• [Provided text]
[Start]

I hate admitting this, but it’s true.

Because if we’re being really honest, most of the time, I feel like my family is enough — like friends are just the cream on top and cream is good every now and again, when you feel like it. After all, my family gives me a sense of belonging I’ve never found elsewhere. My family feels safe, uncomplicated, effortless. I am my most truest self with them, and we share moments which are always unguarded, but more than that, they are moments which make me feel the way nothing else does. Family life is at once claustrophobic yet strangely addictive.

It is a double-edged sword, of course, dropping the balls of friendship, because we are a sum of all our parts, and the parts of us that beg for female connection end up starving. I know what it’s like to escape the clutches of my family and share a deep belly laugh with a girlfriend. I know the power of female intimacy, initiated and carried by the words ‘me too’. I know the kind of hunger which only women can satiate. I know the value of women and I have so many I’m lucky enough to call mine. For goodness sake, I’ve even created a blog which recognizes the need for female connection and encourages more of it. I know my family isn’t everything.  I’ve read so much research of female friendship improving health, prolonging life: one study showed that people with extensive networks of good friends and confidantes outlived those with the fewest friends by 22 percent. And the strangest thing of all?  The study also showed that close relationships with family or children had little to no effect on longevity.

The bonds we have with our family are not our life-sustaining bonds.

Our life-sustaining bonds are our friendships.  

And yet, if women provide such a powerful buffer to our worlds; such a unique relationship that can not be replicated – not by our husbands, not by our children, not by our own company – why then, is it so hard to find time to be with them? Why are they the very first things we let go of when life suddenly gets busy?

Balancing priorities is a hard one for all of us because life is demanding. Maintaining our homes, caring for our children, loving our husbands, fostering friendships, nurturing our hobbies, working, being part of our communities — there’s so much on our plates and so little time to accomplish our dreams.

But what I’m learning to hold onto is the fact that we can’t be everything at once. There is no such thing as doing it all at the same time. It’s a concept that doesn’t actually exist. There is just no such thing. Repeat. Repeat.

What we do have is the ability to take time for friends one day and time to walk alone on the beach another day and time to clean our bathrooms another day. What we do have is the ability to cook healthy meals one day and snuggle in for a movie with our husbands another day and write that report another day. And while doing all of these things at different times, we can still be great mothers to our children. We can still be as nurturing and as loving as we ever were despite not having them in constant view, not holding their hands every second of the day.

[End]

• [Task list]
1. Please explain, in one to three sentences, why the essay on family and female friendship claims that our family bonds are not our life-sustaining bonds.
2. Write the next part of the essay on family and female friendship, picking up after its final paragraph.

(Entries of collected data)
[Start]

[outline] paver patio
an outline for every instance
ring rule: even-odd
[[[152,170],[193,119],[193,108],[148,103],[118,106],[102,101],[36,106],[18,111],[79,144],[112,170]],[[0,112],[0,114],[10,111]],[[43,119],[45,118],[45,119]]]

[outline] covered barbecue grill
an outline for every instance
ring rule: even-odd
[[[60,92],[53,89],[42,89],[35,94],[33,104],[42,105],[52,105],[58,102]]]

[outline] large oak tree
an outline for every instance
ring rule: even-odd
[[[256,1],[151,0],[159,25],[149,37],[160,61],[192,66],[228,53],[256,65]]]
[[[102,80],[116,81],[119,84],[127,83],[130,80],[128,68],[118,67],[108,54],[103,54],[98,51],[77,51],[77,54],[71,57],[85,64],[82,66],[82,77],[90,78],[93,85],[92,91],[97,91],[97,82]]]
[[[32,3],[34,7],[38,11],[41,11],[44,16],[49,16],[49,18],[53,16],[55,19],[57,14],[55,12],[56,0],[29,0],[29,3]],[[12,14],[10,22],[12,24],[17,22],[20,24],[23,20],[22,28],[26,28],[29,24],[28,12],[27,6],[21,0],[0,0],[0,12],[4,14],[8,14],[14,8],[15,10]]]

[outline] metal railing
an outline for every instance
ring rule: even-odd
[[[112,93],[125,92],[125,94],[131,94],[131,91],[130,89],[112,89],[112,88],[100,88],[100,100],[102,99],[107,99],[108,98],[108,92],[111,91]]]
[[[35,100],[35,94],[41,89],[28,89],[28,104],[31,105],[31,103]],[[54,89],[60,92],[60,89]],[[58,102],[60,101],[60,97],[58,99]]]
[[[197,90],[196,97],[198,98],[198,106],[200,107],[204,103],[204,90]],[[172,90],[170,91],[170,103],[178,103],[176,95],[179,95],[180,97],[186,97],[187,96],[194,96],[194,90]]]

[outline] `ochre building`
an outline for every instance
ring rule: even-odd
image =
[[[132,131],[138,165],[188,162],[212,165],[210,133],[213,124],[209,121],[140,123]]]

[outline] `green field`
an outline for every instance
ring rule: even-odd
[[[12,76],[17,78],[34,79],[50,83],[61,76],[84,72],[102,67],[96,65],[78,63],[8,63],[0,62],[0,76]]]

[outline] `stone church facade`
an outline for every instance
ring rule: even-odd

[End]

• [Final results]
1. The essay cites a study in which people with extensive networks of good friends and confidantes outlived those with the fewest friends by 22 percent. The same study found that close relationships with family or children had little to no effect on longevity, so friendships are the bonds it calls life-sustaining.

2.
Because the point is that one hat doesn’t have to replace the other. We don’t take off Mother hat to wear Businesswoman hat. We don’t throw out Friendship hat in order to wear our most comfiest Homemaker hat. We fit all of them under a great big sombrero because we are, as Jo March says in Little Women, a great many things. When we remember that we don’t have to be these great many things at exactly the same time, it makes for easier living. It helps with the overwhelm. It allows us not to crumple in a heap when our phones ring because OH MY GOD ANOTHER THING THAT NEEDS MY ATTENTION NO JUST NO.

You see, when we cast away any one of these hats, we suffer. Maybe not right away, maybe not even next year. But at one point we will.  Our Friendship hat especially so. Because the sun it protects us from is hot and harsh. We burn if we go without it for too long. Yes, I know. Maybe the sun’s not out? Maybe it’s an overcast day and hats are just not on our radar? But that’s where it gets dangerous, you see. Because this hat is the kind of thing you only realize you need once you don’t have it.

Aint’ nobody want to be stuck in the desert without a hat on.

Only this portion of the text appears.